_Given text_.
::::

Reset is used to initialize a fresh episode. This involves clearing out the state of the previous episode and setting up new random initial values.
def reset(self, seed: Optional[int] = None, options: Optional[dict] = None):
super().reset(seed=seed)
if not self.np_random:
self.np_random, _ = gym.utils.seeding.np_random(seed)
# init values
self._cart_pos = self.np_random.uniform(-0.1, 0.1)
self._cart_vel = self.np_random.uniform(-0.1, 0.1)
self._pin_pos = self.np_random.uniform(-0.1, 0.1)
self._pin_vel = self.np_random.uniform(-0.1, 0.1)
self._force = 0.0
self._terminate = False
# set our state
self._mb.resetData()
self._slider.setQ(self._cart_pos)
self._slider.setU(self._cart_vel)
self._pin.setQ(self._pin_pos)
self._pin.setU(self._pin_vel)
t_init = np.timedelta64(0, "ns")
self._sp.setTime(t_init)
self._sp.setState(self._sp.assembleState())
# setup timed event
h = np.timedelta64(int(1e7), "ns")

::::

_Listing_.

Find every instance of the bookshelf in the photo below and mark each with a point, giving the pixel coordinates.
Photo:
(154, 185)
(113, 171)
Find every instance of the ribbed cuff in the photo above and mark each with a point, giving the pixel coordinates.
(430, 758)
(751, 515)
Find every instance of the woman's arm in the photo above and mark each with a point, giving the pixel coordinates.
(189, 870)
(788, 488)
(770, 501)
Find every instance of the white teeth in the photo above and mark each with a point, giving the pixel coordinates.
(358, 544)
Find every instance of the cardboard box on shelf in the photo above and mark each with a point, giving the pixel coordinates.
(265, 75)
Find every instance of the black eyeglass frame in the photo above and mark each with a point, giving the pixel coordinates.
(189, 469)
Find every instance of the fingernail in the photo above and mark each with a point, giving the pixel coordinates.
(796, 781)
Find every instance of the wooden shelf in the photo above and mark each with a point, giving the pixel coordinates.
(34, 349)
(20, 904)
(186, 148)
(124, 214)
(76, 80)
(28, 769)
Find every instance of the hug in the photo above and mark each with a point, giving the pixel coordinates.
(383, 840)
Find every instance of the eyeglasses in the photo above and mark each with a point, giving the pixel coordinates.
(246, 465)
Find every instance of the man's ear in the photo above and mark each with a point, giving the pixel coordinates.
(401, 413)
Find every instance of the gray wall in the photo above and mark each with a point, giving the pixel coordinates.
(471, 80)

::::

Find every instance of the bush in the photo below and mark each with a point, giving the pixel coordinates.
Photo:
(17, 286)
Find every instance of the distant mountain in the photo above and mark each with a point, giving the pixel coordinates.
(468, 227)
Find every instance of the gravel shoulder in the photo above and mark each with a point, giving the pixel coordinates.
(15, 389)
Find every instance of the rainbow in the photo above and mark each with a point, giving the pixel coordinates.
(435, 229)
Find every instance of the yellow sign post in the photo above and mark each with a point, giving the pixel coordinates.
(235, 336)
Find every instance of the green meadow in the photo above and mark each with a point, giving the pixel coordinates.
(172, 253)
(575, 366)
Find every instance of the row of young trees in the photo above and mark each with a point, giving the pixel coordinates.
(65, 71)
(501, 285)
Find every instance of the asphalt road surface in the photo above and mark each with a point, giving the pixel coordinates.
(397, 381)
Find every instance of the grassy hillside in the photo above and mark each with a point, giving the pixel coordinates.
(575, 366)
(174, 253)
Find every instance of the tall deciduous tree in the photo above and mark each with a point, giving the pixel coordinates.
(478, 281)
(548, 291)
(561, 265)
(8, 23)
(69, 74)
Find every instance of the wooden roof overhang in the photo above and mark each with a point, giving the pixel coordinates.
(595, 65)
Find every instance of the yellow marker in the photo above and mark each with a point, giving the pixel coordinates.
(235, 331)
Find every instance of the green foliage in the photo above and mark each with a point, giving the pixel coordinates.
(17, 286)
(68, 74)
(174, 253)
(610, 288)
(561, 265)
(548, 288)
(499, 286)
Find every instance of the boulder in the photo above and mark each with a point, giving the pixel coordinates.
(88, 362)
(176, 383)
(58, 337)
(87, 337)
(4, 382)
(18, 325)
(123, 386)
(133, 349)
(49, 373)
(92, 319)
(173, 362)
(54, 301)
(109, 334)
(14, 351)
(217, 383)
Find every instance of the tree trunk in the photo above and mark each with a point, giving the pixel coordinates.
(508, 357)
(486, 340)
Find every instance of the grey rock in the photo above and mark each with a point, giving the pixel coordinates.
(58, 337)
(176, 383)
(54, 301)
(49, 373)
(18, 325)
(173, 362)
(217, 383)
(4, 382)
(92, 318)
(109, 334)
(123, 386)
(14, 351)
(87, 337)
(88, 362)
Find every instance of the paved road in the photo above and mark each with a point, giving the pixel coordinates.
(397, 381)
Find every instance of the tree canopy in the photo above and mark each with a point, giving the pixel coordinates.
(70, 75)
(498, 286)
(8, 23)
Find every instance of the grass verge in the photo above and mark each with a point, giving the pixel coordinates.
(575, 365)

::::

_To do_. In the text on resetting an episode, list every attribute that is assigned a value drawn from self.np_random.uniform.

_Problem solution_. self._cart_pos, self._cart_vel, self._pin_pos, self._pin_vel